*WHAT THE TASK REQUIRES:* Reproduce the listing verbatim through the line with "on the parmesan".

↓

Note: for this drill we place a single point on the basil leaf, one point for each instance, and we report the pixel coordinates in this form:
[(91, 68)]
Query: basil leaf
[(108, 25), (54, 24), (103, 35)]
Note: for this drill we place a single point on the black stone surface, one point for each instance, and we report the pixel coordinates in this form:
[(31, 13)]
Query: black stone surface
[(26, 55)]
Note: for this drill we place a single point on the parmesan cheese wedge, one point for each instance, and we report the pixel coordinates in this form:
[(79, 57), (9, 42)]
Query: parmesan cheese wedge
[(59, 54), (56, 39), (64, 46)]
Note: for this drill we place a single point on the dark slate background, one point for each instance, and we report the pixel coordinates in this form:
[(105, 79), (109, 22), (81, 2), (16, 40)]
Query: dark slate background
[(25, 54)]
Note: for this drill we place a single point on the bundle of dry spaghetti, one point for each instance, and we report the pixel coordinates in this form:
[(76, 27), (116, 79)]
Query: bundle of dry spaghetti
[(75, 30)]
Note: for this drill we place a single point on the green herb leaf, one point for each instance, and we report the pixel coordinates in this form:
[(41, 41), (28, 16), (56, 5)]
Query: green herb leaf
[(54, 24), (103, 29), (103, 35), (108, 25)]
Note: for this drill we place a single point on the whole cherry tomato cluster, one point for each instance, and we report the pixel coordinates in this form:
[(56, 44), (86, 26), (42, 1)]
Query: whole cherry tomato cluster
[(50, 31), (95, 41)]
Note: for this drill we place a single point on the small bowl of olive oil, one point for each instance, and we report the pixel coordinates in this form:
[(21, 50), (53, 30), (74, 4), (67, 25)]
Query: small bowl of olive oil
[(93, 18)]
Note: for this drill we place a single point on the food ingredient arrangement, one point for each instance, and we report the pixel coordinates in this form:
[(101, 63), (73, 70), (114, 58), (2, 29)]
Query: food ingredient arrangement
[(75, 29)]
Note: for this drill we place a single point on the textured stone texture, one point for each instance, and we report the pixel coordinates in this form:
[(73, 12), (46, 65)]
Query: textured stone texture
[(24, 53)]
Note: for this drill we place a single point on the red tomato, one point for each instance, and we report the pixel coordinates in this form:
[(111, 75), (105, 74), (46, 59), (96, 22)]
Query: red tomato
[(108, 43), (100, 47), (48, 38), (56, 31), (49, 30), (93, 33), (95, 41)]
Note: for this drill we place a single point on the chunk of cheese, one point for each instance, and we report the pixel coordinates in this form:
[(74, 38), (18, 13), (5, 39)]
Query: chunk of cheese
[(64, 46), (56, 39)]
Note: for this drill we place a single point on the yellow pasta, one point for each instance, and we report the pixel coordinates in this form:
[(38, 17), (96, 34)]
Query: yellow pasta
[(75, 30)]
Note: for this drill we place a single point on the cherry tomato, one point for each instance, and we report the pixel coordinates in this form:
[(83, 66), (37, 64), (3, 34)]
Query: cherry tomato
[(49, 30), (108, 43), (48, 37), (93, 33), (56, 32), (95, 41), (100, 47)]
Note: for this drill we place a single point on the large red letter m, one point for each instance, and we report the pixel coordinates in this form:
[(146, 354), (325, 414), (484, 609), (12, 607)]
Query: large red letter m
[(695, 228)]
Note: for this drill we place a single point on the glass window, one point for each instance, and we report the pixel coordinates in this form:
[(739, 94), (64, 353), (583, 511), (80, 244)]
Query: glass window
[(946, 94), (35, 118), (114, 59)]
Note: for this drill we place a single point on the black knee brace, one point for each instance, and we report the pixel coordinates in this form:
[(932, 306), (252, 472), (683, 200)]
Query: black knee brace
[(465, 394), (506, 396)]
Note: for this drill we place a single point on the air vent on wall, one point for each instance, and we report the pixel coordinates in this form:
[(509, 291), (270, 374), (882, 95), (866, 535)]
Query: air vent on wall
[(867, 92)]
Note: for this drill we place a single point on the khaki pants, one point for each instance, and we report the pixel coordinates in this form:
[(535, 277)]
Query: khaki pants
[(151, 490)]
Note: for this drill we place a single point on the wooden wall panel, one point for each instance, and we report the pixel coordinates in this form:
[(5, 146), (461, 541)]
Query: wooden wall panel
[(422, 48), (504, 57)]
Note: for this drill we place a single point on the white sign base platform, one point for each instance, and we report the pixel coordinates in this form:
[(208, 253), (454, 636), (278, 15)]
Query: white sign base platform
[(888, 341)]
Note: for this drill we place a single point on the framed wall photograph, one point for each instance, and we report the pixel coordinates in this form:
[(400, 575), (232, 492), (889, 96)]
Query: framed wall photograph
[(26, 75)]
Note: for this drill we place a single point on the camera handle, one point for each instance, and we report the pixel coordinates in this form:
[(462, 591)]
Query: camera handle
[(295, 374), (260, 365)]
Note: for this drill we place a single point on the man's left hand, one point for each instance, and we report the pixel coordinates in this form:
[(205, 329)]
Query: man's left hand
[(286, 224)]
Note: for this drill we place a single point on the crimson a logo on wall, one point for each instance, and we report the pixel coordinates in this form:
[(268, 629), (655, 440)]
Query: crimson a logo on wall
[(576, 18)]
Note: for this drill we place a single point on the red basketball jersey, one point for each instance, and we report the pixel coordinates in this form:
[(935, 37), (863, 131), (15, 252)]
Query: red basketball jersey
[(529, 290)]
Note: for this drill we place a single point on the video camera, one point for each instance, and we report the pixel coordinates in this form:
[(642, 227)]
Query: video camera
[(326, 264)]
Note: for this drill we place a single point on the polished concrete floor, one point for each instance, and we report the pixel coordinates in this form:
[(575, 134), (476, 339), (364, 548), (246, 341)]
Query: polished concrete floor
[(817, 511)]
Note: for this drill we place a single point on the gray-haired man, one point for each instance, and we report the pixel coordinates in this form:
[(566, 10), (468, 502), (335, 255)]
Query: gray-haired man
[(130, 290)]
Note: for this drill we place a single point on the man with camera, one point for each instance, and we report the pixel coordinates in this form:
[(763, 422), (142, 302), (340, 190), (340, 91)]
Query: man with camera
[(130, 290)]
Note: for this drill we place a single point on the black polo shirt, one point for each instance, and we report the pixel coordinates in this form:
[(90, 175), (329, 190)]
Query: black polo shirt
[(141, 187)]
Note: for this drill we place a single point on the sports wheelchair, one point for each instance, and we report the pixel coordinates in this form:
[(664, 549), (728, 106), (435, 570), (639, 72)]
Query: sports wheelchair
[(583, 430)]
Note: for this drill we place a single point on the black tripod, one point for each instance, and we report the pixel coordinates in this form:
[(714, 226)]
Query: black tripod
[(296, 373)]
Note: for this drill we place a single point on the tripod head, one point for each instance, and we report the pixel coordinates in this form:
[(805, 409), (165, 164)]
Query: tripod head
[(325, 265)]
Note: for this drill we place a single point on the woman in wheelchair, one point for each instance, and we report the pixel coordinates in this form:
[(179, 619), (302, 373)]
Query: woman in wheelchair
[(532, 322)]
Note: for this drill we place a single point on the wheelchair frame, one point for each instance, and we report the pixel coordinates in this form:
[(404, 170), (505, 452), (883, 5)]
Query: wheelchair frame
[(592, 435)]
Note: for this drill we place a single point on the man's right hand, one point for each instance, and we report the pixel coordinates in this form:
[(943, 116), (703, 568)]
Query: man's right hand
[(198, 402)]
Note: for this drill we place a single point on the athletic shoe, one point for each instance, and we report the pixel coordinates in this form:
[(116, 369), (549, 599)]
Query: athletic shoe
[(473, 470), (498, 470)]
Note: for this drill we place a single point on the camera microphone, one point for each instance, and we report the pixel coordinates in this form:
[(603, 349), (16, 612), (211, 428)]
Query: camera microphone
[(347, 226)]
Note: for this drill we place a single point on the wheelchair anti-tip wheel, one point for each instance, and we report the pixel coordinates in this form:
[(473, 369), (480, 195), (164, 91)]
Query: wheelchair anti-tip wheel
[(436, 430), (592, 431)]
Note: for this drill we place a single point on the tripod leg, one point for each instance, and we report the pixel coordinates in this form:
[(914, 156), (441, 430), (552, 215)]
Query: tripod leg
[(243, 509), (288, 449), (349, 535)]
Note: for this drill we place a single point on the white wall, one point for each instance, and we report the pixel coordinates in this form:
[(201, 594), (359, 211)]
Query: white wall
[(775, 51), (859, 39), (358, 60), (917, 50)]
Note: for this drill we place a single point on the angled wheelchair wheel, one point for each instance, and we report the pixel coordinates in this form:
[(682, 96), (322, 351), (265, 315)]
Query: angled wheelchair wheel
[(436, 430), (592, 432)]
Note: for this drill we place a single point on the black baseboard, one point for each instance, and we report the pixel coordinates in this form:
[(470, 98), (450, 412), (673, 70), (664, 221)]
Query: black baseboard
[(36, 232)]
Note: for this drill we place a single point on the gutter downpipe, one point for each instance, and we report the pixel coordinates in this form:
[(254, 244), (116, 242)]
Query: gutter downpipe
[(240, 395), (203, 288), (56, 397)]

↑

*COMPLETED EXERCISE:*
Note: for this drill we place a single point on the basil leaf, one point for each instance, and we report the pixel coordinates in this form:
[(91, 68)]
Query: basil leaf
[(108, 25), (54, 24), (103, 35)]
Note: for this drill we place a single point on the black stone surface, one point for each instance, and we report the pixel coordinates in this form:
[(31, 13)]
Query: black stone surface
[(26, 55)]
Note: for this drill we place a single point on the parmesan cheese wedge, one point for each instance, and we report the pixel coordinates in this form:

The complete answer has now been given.